WHAT THIS TASK INVOLVES:
Exactly the lines from the one with "Could you point to the gray" to the end of the listing must be repeated, both ends included, with nothing added.

RECORDS SUPPLIED:
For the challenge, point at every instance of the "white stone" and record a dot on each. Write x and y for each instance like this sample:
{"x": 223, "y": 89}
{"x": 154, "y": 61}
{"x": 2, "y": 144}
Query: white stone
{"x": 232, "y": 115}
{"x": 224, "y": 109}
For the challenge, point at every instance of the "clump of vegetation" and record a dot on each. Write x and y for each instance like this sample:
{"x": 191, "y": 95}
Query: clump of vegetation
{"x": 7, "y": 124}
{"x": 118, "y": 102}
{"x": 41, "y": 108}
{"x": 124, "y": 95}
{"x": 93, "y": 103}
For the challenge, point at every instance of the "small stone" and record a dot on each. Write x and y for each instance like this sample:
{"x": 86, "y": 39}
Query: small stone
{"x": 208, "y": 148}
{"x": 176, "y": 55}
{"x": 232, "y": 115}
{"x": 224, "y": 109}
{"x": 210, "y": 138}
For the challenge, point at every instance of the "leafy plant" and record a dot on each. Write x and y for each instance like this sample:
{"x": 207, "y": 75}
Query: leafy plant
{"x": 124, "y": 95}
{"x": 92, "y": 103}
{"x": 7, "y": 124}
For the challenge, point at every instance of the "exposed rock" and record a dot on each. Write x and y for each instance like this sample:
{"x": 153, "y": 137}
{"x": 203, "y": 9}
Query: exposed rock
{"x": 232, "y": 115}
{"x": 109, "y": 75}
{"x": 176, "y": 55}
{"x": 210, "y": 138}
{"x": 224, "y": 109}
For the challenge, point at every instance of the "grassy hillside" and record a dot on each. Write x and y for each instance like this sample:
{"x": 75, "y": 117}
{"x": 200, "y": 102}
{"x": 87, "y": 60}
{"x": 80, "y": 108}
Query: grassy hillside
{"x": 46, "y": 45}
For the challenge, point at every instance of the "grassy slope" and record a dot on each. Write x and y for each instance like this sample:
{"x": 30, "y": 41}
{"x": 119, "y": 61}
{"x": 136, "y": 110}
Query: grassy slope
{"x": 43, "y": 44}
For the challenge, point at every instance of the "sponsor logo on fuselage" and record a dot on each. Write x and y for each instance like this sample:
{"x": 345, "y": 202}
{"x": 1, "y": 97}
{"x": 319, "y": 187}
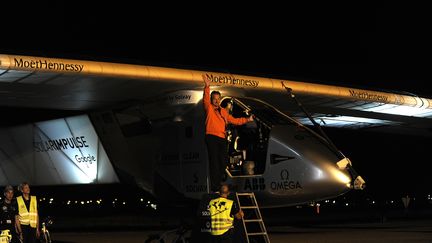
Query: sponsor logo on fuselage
{"x": 60, "y": 144}
{"x": 42, "y": 64}
{"x": 364, "y": 95}
{"x": 222, "y": 79}
{"x": 285, "y": 184}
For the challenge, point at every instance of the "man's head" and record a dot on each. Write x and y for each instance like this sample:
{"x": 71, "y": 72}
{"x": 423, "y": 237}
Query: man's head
{"x": 224, "y": 190}
{"x": 8, "y": 192}
{"x": 215, "y": 98}
{"x": 24, "y": 188}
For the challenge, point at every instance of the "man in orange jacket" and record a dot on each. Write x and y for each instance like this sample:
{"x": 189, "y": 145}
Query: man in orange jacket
{"x": 216, "y": 120}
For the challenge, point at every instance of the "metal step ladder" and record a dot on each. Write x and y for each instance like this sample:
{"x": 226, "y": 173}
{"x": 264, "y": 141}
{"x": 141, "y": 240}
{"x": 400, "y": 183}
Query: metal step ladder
{"x": 253, "y": 223}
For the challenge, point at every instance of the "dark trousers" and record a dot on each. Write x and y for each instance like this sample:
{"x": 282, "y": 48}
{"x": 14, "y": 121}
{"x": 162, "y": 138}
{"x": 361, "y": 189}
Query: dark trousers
{"x": 29, "y": 234}
{"x": 12, "y": 231}
{"x": 227, "y": 237}
{"x": 218, "y": 159}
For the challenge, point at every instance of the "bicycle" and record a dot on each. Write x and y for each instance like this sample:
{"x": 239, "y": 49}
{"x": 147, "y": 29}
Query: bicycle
{"x": 178, "y": 236}
{"x": 45, "y": 236}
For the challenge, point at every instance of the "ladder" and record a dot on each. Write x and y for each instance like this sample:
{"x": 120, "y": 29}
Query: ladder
{"x": 253, "y": 223}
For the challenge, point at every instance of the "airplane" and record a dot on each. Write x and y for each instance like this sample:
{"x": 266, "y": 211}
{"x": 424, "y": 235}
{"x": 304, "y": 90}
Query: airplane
{"x": 145, "y": 125}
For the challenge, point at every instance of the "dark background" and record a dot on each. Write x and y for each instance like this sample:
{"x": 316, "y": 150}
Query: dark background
{"x": 371, "y": 47}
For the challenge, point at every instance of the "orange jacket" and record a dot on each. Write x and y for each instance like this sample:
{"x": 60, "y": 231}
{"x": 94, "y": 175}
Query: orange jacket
{"x": 218, "y": 117}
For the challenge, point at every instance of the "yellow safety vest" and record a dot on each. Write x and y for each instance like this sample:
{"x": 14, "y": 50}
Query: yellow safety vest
{"x": 26, "y": 217}
{"x": 220, "y": 212}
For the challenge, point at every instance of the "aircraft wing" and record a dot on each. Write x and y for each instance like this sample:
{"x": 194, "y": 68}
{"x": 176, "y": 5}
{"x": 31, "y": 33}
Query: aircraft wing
{"x": 39, "y": 82}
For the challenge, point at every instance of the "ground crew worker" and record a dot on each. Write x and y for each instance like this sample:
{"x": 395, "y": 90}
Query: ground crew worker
{"x": 28, "y": 214}
{"x": 9, "y": 214}
{"x": 215, "y": 135}
{"x": 223, "y": 208}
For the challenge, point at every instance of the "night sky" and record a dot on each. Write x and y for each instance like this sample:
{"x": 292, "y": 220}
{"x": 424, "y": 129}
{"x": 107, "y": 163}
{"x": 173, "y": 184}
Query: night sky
{"x": 359, "y": 46}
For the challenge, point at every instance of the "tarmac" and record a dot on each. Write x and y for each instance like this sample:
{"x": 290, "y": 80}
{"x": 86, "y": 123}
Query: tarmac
{"x": 394, "y": 232}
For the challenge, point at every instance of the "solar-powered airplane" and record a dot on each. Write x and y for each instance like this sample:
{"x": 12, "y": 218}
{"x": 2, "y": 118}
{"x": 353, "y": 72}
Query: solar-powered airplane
{"x": 145, "y": 125}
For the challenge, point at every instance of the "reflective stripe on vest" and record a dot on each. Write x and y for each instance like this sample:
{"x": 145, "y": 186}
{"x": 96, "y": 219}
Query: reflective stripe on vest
{"x": 26, "y": 217}
{"x": 220, "y": 211}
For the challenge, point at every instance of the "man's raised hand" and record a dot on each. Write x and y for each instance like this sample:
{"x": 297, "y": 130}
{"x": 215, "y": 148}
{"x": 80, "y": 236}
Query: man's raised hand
{"x": 206, "y": 79}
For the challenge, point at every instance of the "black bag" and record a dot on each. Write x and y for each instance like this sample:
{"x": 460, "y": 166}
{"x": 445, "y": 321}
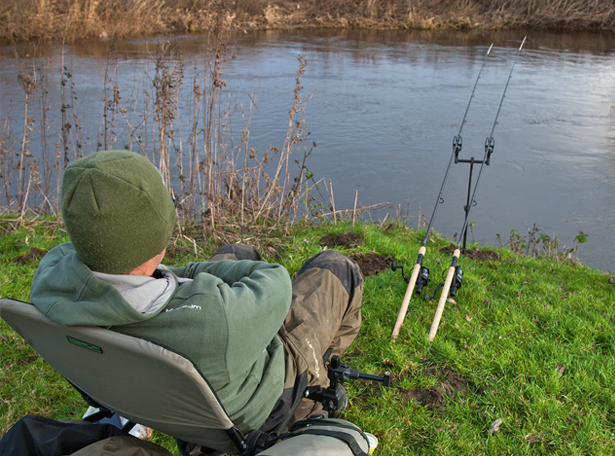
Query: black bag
{"x": 37, "y": 436}
{"x": 319, "y": 436}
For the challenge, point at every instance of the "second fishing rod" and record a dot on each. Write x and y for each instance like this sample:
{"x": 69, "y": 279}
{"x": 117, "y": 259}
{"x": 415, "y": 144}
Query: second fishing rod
{"x": 420, "y": 274}
{"x": 455, "y": 275}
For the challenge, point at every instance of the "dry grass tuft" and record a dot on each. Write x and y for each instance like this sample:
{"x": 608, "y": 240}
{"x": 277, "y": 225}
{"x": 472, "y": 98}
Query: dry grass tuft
{"x": 70, "y": 20}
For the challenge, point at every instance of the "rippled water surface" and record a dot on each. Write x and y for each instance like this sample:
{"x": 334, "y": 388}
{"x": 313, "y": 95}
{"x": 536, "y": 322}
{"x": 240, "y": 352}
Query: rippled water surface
{"x": 385, "y": 107}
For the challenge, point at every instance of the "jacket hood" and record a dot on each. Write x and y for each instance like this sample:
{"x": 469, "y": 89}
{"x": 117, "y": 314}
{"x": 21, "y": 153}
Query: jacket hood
{"x": 65, "y": 290}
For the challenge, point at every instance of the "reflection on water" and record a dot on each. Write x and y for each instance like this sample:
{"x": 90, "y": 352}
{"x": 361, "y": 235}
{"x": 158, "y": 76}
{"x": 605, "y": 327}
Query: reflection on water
{"x": 386, "y": 106}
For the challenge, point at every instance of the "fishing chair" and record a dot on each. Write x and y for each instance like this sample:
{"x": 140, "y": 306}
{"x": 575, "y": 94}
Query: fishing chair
{"x": 136, "y": 379}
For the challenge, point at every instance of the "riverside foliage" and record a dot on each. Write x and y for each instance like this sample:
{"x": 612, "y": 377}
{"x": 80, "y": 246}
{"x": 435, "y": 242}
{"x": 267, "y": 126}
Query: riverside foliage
{"x": 522, "y": 363}
{"x": 70, "y": 20}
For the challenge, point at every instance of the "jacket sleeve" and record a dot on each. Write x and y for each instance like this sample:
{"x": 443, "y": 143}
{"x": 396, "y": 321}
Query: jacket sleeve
{"x": 255, "y": 298}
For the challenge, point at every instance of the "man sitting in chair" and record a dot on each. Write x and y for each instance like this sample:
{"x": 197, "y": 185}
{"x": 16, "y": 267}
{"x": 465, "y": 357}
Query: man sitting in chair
{"x": 258, "y": 338}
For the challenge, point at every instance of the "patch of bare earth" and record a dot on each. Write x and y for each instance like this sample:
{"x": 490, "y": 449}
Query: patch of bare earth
{"x": 449, "y": 384}
{"x": 370, "y": 263}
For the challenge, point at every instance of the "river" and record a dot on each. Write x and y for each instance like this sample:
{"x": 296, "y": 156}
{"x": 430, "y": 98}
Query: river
{"x": 386, "y": 105}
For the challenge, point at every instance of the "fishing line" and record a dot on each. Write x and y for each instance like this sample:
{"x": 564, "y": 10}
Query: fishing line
{"x": 454, "y": 277}
{"x": 420, "y": 274}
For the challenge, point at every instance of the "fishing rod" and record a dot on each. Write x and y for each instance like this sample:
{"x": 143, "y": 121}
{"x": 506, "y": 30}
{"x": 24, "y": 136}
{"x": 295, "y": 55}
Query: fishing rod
{"x": 455, "y": 274}
{"x": 420, "y": 274}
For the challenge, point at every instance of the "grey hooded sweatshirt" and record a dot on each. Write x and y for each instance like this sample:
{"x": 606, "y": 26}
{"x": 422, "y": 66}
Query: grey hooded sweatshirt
{"x": 225, "y": 320}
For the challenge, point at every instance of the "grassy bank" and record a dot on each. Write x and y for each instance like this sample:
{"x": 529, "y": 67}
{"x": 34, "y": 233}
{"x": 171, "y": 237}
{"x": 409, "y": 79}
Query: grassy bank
{"x": 70, "y": 20}
{"x": 527, "y": 340}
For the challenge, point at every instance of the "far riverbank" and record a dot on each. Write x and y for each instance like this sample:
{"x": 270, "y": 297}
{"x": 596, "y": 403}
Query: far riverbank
{"x": 73, "y": 20}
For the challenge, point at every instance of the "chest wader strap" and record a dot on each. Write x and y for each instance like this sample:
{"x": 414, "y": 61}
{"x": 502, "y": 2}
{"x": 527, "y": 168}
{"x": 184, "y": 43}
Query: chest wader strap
{"x": 350, "y": 440}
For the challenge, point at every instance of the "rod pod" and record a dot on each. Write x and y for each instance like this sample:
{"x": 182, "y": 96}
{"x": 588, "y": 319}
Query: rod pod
{"x": 489, "y": 147}
{"x": 457, "y": 144}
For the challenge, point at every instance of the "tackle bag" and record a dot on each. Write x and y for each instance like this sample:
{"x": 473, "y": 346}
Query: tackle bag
{"x": 319, "y": 436}
{"x": 38, "y": 436}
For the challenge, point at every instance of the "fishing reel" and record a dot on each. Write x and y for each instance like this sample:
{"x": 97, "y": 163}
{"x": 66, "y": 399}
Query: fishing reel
{"x": 489, "y": 146}
{"x": 457, "y": 281}
{"x": 457, "y": 145}
{"x": 421, "y": 281}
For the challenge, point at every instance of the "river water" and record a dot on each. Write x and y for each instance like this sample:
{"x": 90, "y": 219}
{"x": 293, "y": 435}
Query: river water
{"x": 385, "y": 107}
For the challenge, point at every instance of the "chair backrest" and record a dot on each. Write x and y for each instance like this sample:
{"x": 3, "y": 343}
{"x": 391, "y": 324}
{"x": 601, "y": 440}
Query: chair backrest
{"x": 137, "y": 379}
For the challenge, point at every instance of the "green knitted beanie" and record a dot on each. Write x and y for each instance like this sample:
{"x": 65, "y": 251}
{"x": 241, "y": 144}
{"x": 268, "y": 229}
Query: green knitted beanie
{"x": 117, "y": 210}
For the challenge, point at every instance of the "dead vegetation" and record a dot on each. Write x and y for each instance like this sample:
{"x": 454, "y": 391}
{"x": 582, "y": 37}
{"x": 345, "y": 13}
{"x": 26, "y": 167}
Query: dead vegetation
{"x": 70, "y": 20}
{"x": 183, "y": 126}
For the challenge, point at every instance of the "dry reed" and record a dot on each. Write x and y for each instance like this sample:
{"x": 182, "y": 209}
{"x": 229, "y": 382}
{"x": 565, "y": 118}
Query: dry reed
{"x": 187, "y": 134}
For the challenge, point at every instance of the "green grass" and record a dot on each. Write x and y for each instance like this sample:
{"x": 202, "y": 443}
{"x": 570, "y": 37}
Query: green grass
{"x": 527, "y": 340}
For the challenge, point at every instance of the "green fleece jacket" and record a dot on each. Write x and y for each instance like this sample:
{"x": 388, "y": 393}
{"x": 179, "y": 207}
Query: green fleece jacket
{"x": 225, "y": 320}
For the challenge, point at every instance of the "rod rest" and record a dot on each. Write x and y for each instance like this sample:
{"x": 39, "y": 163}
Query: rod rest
{"x": 333, "y": 398}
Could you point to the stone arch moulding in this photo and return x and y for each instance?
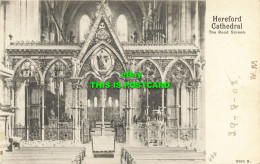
(20, 62)
(114, 73)
(169, 66)
(101, 45)
(87, 77)
(50, 64)
(138, 66)
(102, 16)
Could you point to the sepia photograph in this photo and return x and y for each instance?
(114, 82)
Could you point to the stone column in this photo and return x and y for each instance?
(162, 114)
(170, 106)
(190, 106)
(178, 85)
(183, 105)
(183, 21)
(195, 106)
(43, 109)
(75, 86)
(188, 21)
(169, 22)
(27, 109)
(9, 85)
(196, 31)
(103, 111)
(178, 109)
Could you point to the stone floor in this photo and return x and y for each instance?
(91, 160)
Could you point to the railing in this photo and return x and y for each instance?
(158, 134)
(63, 132)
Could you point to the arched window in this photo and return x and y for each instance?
(89, 103)
(84, 27)
(95, 101)
(110, 101)
(121, 26)
(116, 102)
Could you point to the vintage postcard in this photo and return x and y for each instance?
(129, 82)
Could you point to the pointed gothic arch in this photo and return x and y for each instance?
(21, 62)
(172, 63)
(122, 28)
(142, 62)
(84, 26)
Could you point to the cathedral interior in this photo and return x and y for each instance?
(50, 51)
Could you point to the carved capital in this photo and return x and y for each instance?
(9, 82)
(75, 82)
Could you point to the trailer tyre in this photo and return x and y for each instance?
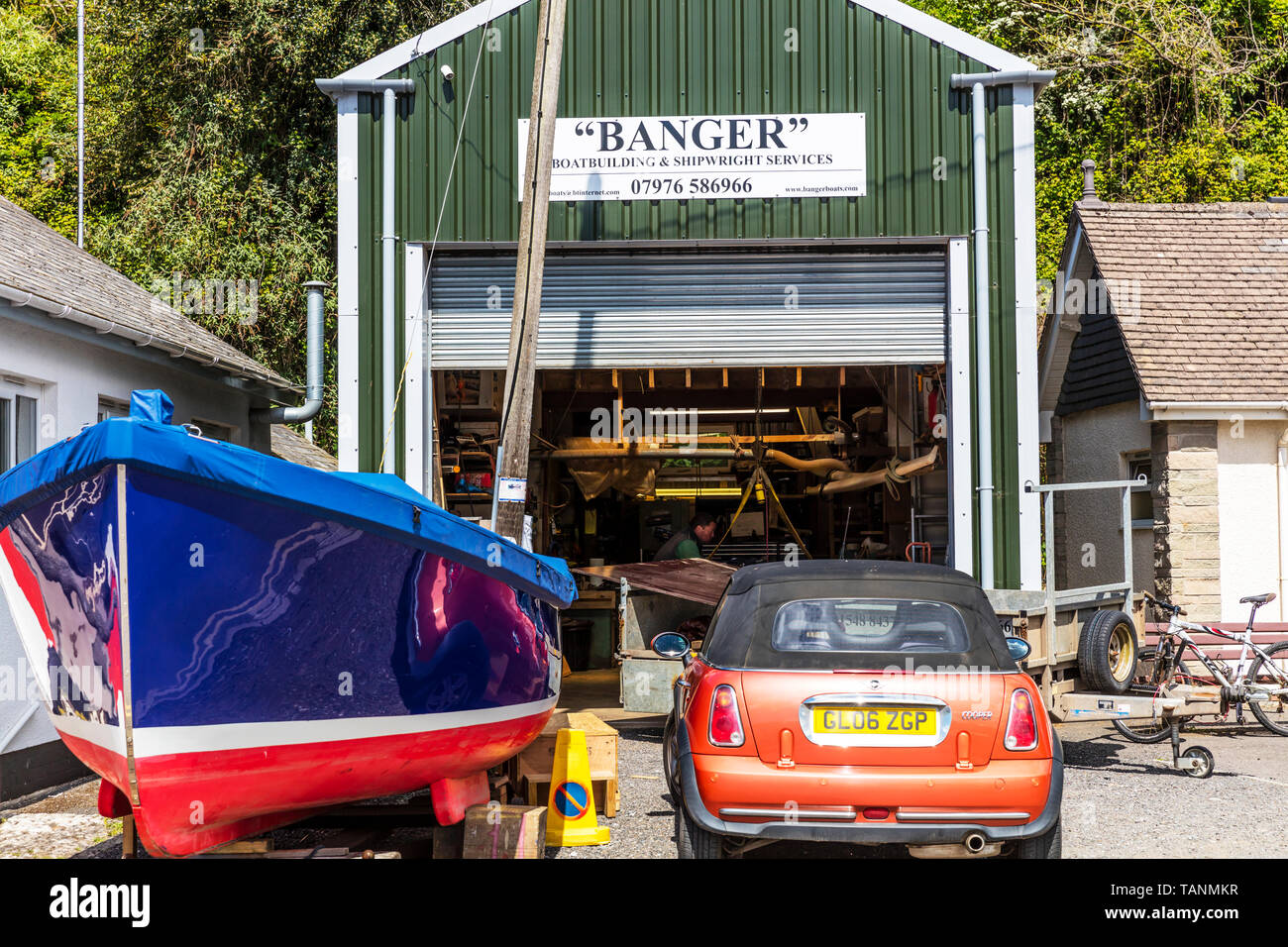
(1107, 652)
(692, 840)
(669, 764)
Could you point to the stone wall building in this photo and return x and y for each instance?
(1166, 355)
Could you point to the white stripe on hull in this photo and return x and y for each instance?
(159, 741)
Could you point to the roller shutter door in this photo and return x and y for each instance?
(697, 308)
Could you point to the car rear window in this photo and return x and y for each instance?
(866, 626)
(831, 624)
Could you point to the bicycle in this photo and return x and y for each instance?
(1256, 682)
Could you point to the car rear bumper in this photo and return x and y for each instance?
(804, 827)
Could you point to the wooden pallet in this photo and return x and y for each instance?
(533, 767)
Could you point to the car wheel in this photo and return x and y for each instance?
(669, 767)
(1046, 845)
(1107, 652)
(692, 840)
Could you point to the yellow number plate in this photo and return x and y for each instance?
(896, 722)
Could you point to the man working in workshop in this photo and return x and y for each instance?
(684, 544)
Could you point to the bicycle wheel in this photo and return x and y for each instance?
(1271, 714)
(1150, 731)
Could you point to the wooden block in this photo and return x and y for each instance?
(608, 797)
(243, 847)
(450, 840)
(505, 831)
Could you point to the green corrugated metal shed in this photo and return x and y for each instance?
(695, 56)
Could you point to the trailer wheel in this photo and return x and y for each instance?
(1046, 845)
(1107, 652)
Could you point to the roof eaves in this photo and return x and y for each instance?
(487, 11)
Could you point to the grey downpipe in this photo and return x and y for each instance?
(316, 356)
(343, 86)
(977, 82)
(389, 89)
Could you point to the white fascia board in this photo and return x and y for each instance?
(945, 35)
(347, 278)
(961, 472)
(484, 12)
(449, 31)
(1215, 411)
(1026, 334)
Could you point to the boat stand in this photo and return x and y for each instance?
(1197, 762)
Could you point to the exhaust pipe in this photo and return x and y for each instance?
(974, 845)
(316, 357)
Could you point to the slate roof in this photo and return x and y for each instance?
(38, 261)
(1199, 292)
(290, 446)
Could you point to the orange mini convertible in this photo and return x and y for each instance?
(866, 702)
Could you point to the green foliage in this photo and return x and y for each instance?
(1173, 99)
(211, 155)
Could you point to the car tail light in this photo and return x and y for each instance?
(725, 728)
(1021, 725)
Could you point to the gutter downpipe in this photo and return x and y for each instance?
(389, 89)
(977, 82)
(316, 356)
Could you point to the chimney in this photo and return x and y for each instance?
(1089, 183)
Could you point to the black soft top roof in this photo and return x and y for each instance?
(845, 570)
(739, 634)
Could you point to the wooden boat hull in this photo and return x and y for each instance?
(230, 663)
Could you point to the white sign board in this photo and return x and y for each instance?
(696, 158)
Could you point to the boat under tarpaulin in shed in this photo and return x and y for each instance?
(232, 641)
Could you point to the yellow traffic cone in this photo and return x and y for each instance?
(571, 817)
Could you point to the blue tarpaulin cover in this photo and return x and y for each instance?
(380, 504)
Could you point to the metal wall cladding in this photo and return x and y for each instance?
(699, 56)
(694, 309)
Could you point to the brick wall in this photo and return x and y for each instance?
(1186, 539)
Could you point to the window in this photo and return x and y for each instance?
(20, 416)
(1141, 497)
(868, 625)
(215, 431)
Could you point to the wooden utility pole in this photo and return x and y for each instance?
(520, 368)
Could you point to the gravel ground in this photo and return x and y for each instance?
(1125, 800)
(1121, 800)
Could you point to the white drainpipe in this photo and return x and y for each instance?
(389, 88)
(1282, 482)
(977, 82)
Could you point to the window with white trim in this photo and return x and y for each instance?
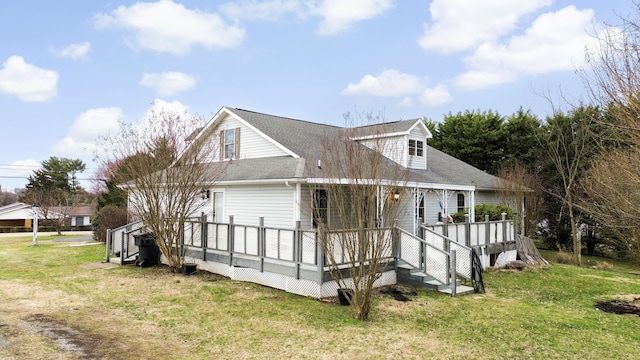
(320, 207)
(230, 144)
(416, 147)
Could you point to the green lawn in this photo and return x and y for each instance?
(128, 312)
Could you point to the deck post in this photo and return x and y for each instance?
(261, 242)
(319, 257)
(230, 240)
(108, 246)
(504, 227)
(487, 230)
(204, 229)
(467, 230)
(297, 246)
(122, 249)
(452, 273)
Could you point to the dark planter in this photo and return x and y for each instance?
(189, 269)
(344, 295)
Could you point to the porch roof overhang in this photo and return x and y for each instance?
(410, 184)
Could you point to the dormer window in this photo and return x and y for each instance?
(230, 144)
(416, 147)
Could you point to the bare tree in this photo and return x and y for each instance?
(361, 197)
(570, 145)
(164, 169)
(520, 189)
(612, 200)
(613, 79)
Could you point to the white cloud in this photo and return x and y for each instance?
(340, 15)
(407, 101)
(462, 24)
(260, 10)
(435, 96)
(167, 83)
(74, 51)
(555, 41)
(28, 82)
(17, 169)
(389, 83)
(165, 26)
(80, 141)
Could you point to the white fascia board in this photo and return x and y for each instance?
(344, 181)
(411, 184)
(257, 182)
(379, 136)
(269, 139)
(441, 186)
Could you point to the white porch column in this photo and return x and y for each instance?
(472, 205)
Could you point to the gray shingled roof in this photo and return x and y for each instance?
(305, 138)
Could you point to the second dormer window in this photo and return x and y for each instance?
(229, 143)
(416, 147)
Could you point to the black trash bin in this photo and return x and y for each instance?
(148, 252)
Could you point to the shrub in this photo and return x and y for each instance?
(108, 217)
(564, 257)
(494, 211)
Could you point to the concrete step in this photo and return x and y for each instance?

WRITTEN ANSWER:
Could you point to the gray shingled roof in this photo and return x and y for each instance?
(305, 138)
Could you point to the second dormer window in this photo and return x and y for each instance?
(229, 143)
(416, 147)
Could you point to the black trash bin in this photo and return x and y for each instance?
(148, 252)
Could you point to the shrub in this photo and return x and y for each instance?
(108, 217)
(564, 257)
(494, 211)
Could you point to the concrete step in this photo and return x and y for each instance?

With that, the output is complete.